WRITTEN REQUEST 1
Pull out the portion of the oil policy passage between "There is something" and "for market control.", inclusive.
WRITTEN REQUEST 2
Name every country mentioned in the oil policy passage.

DOCUMENT PASSAGE
________________________________________

Whatever happens to oil prices, however, something extraordinary has happened in the oil equation. For the second time this year, crucial decisions on oil production policy have been taken by three nations meeting privately. Only one of these nations is from the Persian Gulf, which is conventionally regarded as the center of gravity of oil production. No one was present from Central Asia, regarded as the emerging center of gravity. Two of the nations present were from Latin America. This is of tremendous long term significance for the international system. Saudi Arabia, the acknowledged power of petroleum exporters, was forced to turn to Venezuela and Mexico to have any hope of raising oil prices.

There is something odd in this. Venezuela exports a little over 5 percent of the world's oil, while Mexico exports less than 4 percent. Saudi Arabia exports 20 percent, while the Persian Gulf taken together controls over one-third of the world export markets. Other non-OPEC countries, like Norway and Russia, each export more than 7 percent of the world's  petroleum. Thus, the numbers alone don't explain why Saudi Arabia has become so dependent on Latin American producers for market control.

There are several reasons for the Saudis' reliance on Latin America. First, the Persian Gulf states are a fractious lot under the best of circumstances. Following this week's cuts, Kuwait and Iran both made it clear that they would wait before agreeing to cut their own production, even though both had previously called for additional cuts. Morever, even if all the Persian Gulf producers could be lined up on one side of the issue, their market share would not be enough to control world markets without outside support. Thus, the Saudis realize that their ability to deliver the Persian Gulf producers would depend on their ability to generate outside support. Lining up non-Persian Gulf support became critical for holding the Persian Gulf producers together. In the end, the fact was that even with Saudi Arabia speaking for all of them, including Iran, the Persian Gulf states simply don't have the economic power to impose their will any longer.

________________________________________

[Items from a data source]
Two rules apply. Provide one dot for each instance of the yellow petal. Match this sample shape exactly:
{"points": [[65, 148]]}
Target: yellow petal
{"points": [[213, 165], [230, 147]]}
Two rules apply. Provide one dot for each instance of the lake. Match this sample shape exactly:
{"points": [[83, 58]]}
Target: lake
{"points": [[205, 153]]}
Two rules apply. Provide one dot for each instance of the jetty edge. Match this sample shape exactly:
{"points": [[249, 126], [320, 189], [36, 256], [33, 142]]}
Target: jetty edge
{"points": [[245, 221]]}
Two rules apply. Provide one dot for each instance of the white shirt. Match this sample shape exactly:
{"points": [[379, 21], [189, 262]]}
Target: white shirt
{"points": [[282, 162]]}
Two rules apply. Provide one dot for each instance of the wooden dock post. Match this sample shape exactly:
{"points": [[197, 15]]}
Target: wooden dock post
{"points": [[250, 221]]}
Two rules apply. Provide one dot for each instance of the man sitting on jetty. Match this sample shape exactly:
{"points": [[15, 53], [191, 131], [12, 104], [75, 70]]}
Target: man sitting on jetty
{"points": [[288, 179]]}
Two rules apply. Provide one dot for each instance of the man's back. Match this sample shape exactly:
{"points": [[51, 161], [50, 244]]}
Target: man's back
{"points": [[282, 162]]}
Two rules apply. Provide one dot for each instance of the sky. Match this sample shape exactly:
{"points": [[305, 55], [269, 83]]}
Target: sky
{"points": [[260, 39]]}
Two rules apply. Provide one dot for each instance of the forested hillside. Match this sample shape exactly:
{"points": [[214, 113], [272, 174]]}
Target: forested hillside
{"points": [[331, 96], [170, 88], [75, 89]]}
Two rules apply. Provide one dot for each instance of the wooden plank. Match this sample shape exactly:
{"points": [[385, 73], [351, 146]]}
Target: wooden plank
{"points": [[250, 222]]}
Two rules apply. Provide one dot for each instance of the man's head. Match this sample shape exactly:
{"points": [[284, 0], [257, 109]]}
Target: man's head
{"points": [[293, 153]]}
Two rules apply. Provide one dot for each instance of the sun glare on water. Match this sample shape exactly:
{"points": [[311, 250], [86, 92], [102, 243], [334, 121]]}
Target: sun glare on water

________________________________________

REPLY 1
There is something odd in this. Venezuela exports a little over 5 percent of the world's oil, while Mexico exports less than 4 percent. Saudi Arabia exports 20 percent, while the Persian Gulf taken together controls over one-third of the world export markets. Other non-OPEC countries, like Norway and Russia, each export more than 7 percent of the world's  petroleum. Thus, the numbers alone don't explain why Saudi Arabia has become so dependent on Latin American producers for market control.

REPLY 2
Saudi Arabia, Venezuela, Mexico, Norway, Russia, Kuwait, Iran